[Opening DATA SECTION section]

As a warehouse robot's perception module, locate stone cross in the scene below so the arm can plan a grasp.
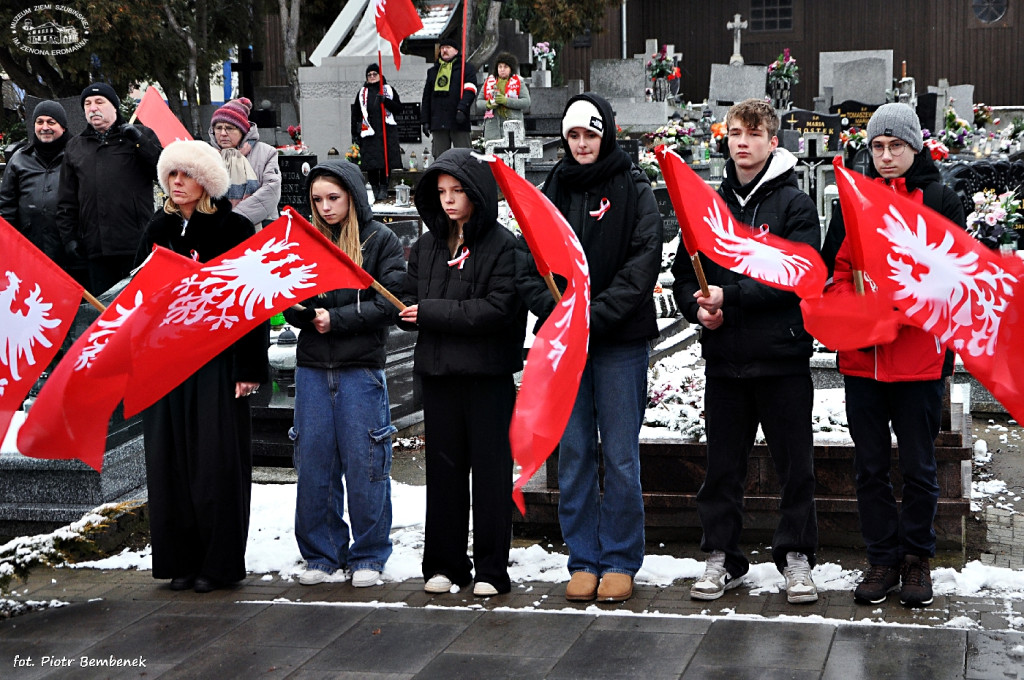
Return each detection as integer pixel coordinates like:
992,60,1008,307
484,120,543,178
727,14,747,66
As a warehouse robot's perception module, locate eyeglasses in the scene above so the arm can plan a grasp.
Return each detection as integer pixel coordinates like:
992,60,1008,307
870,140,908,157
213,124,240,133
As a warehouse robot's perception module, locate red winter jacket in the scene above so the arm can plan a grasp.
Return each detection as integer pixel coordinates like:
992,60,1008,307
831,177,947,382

[Closing DATA SECTION section]
[Opening DATA SECTION section]

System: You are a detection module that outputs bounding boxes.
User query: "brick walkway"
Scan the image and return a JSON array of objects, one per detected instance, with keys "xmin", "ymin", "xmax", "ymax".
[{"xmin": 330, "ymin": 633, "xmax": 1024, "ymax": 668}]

[Closing DATA SECTION section]

GOAL OF THE EXERCISE: Using the records above, return word for word the lines that begin at the one containing "As a warehouse robot's perception module, locate stone" and end at the one containing "As a warehouse robot's perception module, locate red", both of them included and no pictures.

ANSWER BOX:
As a warehouse robot's perception module, locate stone cross in the scene below so the arm can plan a grasp.
Return each detection as integer pixel coordinates like:
992,60,1008,307
484,120,543,178
727,14,747,66
As a warehouse robot's perception module, locate eyeglasses in the scene above so the arm can plan a grasp.
Return each detection as integer pixel coordinates like:
992,60,1008,307
870,140,908,157
213,124,240,133
As a warehouse robot's perception module, locate red winter jacket in the scene above so the arm can plan a grasp.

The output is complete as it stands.